* Page:
STAT 203: Lecture 8

Agenda

Simulations
Monte Carlo
Markov Chain Monte Carlo

Simulations

Historically, Bayesian methods were restricted by the need to perform integrations analytically.
Modern Bayesian analysis typically performed by simulating the posterior distribution using Markov chain Monte Carlo (MCMC) methods.
Prefer Monte Carlo methods to numerical integration because of their potential to deal with high-dimensional problems.
Approximate Bayesian analysis using the analytic Laplace approximation and Monte Carlo methods.
Prefer Monte Carlo methods to Laplace approximations in regression problems because when performing many predictions, only a single Monte Carlo sample is necessary to perform all predictions, whereas the Laplace method requires a separate analytic approximation for each prediction.

Simulations

Addressed simulations in STAT 206, where we discussed obtaining pseudorandom variates from a specified distribution.
Quantile transform method, rejection sampling via accept-reject algorithm, simulating from mixtures, Box-Muller transformation, etc.

Quantile transform method

Given \(U \sim \text{Uniform}(0,1)\) and CDF \(F\) from a continuous distribution. Then \(X = F^{-1}(U)\) is a random variable with CDF \(F\).

Proof: \[ P(X\le a) = P (F^{-1}(U) \le a) = P ( U \le F(a)) = F(a) \]

\(F^{-1}\) is the quantile function
If we can generate uniforms and calculate quantiles, we can generate non-uniforms
Also known as the Probability Integral Transform Method

Example: Exponential

Suppose \(X \sim \text{Exp}(\beta)\). Then we have density \[ f(x) = \beta^{-1} e^{-x/\beta} I(0<x<\infty) \] and CDF \[ F(x) = 1 - e^{-x/\beta} \] Also \[ y = 1 - e^{-x/\beta} \text{ iff } -x/\beta = \log (1-y) \text{ iff } x = -\beta \log (1-y). \] Thus, \(F^{-1} (y) = -\beta \log(1-y)\).

So if \(U \sim \text{Uniform}(0,1)\), then \(F^{-1} (u) = -\beta \log(1-u) \sim \text{Exp}(\beta)\).

Example: Exponential

x <- runif(10000)
y <- - 3 * log(1-x)
hist(y)

mean(y)

## [1] 3.017044

Example: Exponential

true.x <- seq(0,30, .5)
true.y <- dexp(true.x, 1/3)
hist(y, freq=F, breaks=30)

* Given instruction 1:
In the lecture notes, print the passage starting with "So if \(U \sim" and going on through "3 * log(1-x)".

* Part of a data file:
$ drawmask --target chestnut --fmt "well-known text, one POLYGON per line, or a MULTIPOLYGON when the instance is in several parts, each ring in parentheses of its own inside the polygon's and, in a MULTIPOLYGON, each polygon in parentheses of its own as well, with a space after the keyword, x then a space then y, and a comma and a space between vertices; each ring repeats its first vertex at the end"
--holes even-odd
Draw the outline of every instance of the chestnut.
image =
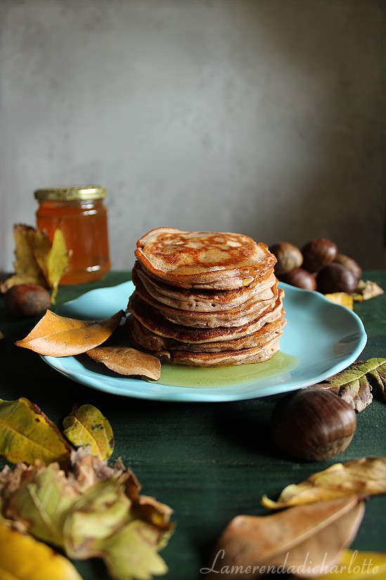
POLYGON ((354 292, 358 285, 358 280, 349 270, 333 262, 327 267, 321 270, 316 276, 318 291, 322 294, 334 292, 345 292, 347 294, 354 292))
POLYGON ((303 255, 299 248, 288 241, 279 241, 271 246, 269 251, 277 259, 275 273, 277 276, 287 274, 303 263, 303 255))
POLYGON ((281 282, 303 288, 304 290, 316 290, 316 280, 315 277, 304 268, 295 268, 288 274, 280 277, 281 282))
POLYGON ((335 258, 337 247, 326 238, 316 238, 302 248, 303 267, 309 272, 316 272, 328 266, 335 258))
POLYGON ((352 258, 349 258, 345 254, 338 253, 334 258, 334 263, 335 262, 338 264, 342 264, 345 268, 349 270, 358 282, 361 279, 362 277, 362 269, 359 264, 352 258))
POLYGON ((274 442, 289 455, 323 461, 344 451, 355 433, 354 409, 337 395, 318 388, 282 397, 271 416, 274 442))
POLYGON ((51 306, 51 295, 39 284, 18 284, 7 290, 4 304, 14 318, 27 318, 45 313, 51 306))

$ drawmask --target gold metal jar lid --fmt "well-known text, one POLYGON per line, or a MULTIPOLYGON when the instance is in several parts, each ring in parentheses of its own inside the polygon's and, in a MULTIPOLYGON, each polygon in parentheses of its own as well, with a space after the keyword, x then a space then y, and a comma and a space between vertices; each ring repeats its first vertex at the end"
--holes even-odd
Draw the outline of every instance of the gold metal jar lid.
POLYGON ((36 199, 49 201, 72 201, 86 199, 103 199, 107 195, 104 187, 82 185, 70 187, 44 187, 34 192, 36 199))

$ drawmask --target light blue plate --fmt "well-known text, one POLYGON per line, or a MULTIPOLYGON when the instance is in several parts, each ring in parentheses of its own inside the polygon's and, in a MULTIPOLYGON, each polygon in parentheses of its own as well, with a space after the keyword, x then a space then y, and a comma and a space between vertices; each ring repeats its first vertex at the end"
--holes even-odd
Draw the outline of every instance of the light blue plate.
MULTIPOLYGON (((157 401, 220 402, 274 395, 321 382, 354 362, 367 336, 359 317, 322 294, 281 284, 285 291, 287 325, 280 339, 281 352, 295 357, 296 367, 248 384, 215 388, 170 386, 136 377, 120 375, 86 355, 42 358, 69 379, 98 391, 157 401)), ((91 290, 56 310, 62 316, 97 320, 126 310, 132 282, 91 290)), ((264 363, 258 363, 264 364, 264 363)), ((206 372, 211 369, 203 370, 206 372)))

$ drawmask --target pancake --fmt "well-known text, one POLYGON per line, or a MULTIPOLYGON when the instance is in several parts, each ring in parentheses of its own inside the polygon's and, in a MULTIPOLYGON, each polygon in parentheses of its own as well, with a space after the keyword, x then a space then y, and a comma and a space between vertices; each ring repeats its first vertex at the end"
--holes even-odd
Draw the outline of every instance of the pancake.
POLYGON ((276 258, 266 244, 241 234, 152 229, 134 254, 153 277, 181 288, 231 290, 264 279, 276 258))
POLYGON ((168 339, 156 334, 144 327, 135 317, 130 316, 127 320, 129 333, 136 346, 147 351, 189 351, 190 352, 216 353, 224 351, 239 351, 241 348, 264 346, 267 342, 283 333, 286 320, 284 313, 277 320, 266 322, 263 326, 250 334, 236 339, 220 341, 218 342, 191 343, 182 342, 174 339, 168 339))
POLYGON ((251 322, 240 327, 192 328, 177 324, 165 318, 157 309, 143 301, 135 292, 130 296, 128 310, 146 328, 160 336, 200 344, 245 336, 259 330, 267 322, 278 320, 283 313, 283 291, 279 289, 278 298, 269 310, 264 312, 251 322))
POLYGON ((276 258, 240 234, 152 229, 137 241, 127 305, 133 346, 174 365, 268 360, 286 320, 276 258))
POLYGON ((279 337, 273 339, 264 346, 224 351, 219 353, 191 353, 186 351, 162 351, 155 353, 161 361, 174 365, 195 367, 224 367, 262 362, 271 358, 279 348, 279 337))
POLYGON ((191 312, 224 311, 255 300, 272 297, 271 289, 277 282, 274 272, 269 272, 261 281, 233 290, 186 289, 155 280, 138 260, 134 263, 131 279, 137 288, 143 288, 158 302, 174 308, 191 312))
POLYGON ((266 300, 257 303, 250 301, 240 306, 213 313, 190 312, 172 308, 155 301, 143 287, 137 286, 134 294, 138 294, 143 301, 156 308, 165 318, 170 320, 171 322, 195 328, 216 328, 217 327, 240 327, 255 320, 264 312, 269 310, 275 303, 278 296, 278 289, 276 284, 271 289, 270 296, 266 300))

* Given instruction 2:
Edit the listing from its first line through the line with "POLYGON ((51 306, 51", replacing "chestnut" with "acorn" and keeping everything else the same. Return only those lines, and leave the pictures out.

* Problem solution 1:
So if \(U \sim \text{Uniform}(0,1)\), then \(F^{-1} (u) = -\beta \log(1-u) \sim \text{Exp}(\beta)\).

Example: Exponential

x <- runif(10000)
y <- - 3 * log(1-x)

* Problem solution 2:
$ drawmask --target acorn --fmt "well-known text, one POLYGON per line, or a MULTIPOLYGON when the instance is in several parts, each ring in parentheses of its own inside the polygon's and, in a MULTIPOLYGON, each polygon in parentheses of its own as well, with a space after the keyword, x then a space then y, and a comma and a space between vertices; each ring repeats its first vertex at the end"
--holes even-odd
Draw the outline of every instance of the acorn.
image =
POLYGON ((354 292, 358 285, 358 280, 349 270, 333 262, 327 267, 321 270, 316 276, 318 291, 322 294, 334 292, 345 292, 347 294, 354 292))
POLYGON ((303 255, 299 248, 288 241, 279 241, 271 246, 269 251, 277 259, 275 273, 277 276, 287 274, 303 263, 303 255))
POLYGON ((281 282, 303 288, 304 290, 316 290, 316 280, 315 277, 304 268, 295 268, 288 274, 280 277, 281 282))
POLYGON ((335 258, 337 247, 326 238, 316 238, 302 248, 303 267, 309 272, 316 272, 328 266, 335 258))
POLYGON ((352 258, 349 258, 345 254, 338 253, 334 258, 334 263, 335 262, 338 264, 342 264, 345 268, 349 270, 358 282, 361 279, 362 277, 362 269, 359 264, 352 258))
POLYGON ((274 442, 289 455, 323 461, 344 451, 355 433, 354 409, 337 395, 318 388, 282 397, 271 416, 274 442))
POLYGON ((51 306, 51 295, 39 284, 18 284, 7 290, 4 304, 14 318, 27 318, 45 313, 51 306))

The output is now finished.